▶ **PROBLEM DETAILS**: Return only this: the line with "pixel 38 71" and all the lines that follow it below, through the final one, exactly as they are.

▶ **RECORDS TO PROCESS**:
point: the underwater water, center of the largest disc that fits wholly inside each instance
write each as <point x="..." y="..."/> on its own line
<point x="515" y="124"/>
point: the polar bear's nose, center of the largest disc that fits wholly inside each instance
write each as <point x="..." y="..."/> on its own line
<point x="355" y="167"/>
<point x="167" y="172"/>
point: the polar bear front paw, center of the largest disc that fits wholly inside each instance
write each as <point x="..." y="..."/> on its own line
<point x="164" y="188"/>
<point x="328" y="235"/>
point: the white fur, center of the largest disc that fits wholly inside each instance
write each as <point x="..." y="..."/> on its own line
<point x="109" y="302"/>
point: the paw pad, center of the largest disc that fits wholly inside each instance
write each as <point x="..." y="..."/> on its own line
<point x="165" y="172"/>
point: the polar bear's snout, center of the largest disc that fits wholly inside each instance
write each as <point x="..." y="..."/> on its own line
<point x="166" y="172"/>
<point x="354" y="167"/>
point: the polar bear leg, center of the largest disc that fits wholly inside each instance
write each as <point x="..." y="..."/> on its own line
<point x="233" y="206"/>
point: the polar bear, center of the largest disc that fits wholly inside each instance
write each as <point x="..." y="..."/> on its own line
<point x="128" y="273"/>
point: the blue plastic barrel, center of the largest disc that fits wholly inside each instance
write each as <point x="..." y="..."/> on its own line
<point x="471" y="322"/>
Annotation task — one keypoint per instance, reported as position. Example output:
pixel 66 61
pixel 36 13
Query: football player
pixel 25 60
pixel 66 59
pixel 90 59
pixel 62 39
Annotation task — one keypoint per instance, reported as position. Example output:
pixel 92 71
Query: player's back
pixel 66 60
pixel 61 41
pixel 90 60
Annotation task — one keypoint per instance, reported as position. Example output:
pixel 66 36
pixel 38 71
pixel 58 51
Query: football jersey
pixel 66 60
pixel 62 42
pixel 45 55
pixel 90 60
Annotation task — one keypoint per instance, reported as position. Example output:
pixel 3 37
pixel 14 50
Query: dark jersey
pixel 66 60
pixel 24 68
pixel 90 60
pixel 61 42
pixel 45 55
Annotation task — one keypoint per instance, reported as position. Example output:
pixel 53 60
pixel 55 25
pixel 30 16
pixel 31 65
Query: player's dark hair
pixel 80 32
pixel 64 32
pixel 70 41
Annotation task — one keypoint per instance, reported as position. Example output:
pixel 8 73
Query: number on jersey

▶ **ANSWER AREA**:
pixel 38 71
pixel 58 51
Query: football jersey
pixel 66 60
pixel 62 42
pixel 45 55
pixel 90 60
Annotation task — one keypoint per instance, reported as position. Example output:
pixel 3 37
pixel 14 50
Query: dark jersey
pixel 66 60
pixel 24 68
pixel 90 60
pixel 61 42
pixel 45 55
Annotation task — one keypoint per instance, reported as position. Example output:
pixel 53 60
pixel 55 25
pixel 30 16
pixel 31 65
Query: player's dark hair
pixel 80 32
pixel 64 32
pixel 70 41
Annotation task — one keypoint per instance, reported as position. Example output:
pixel 8 73
Query: number on jersey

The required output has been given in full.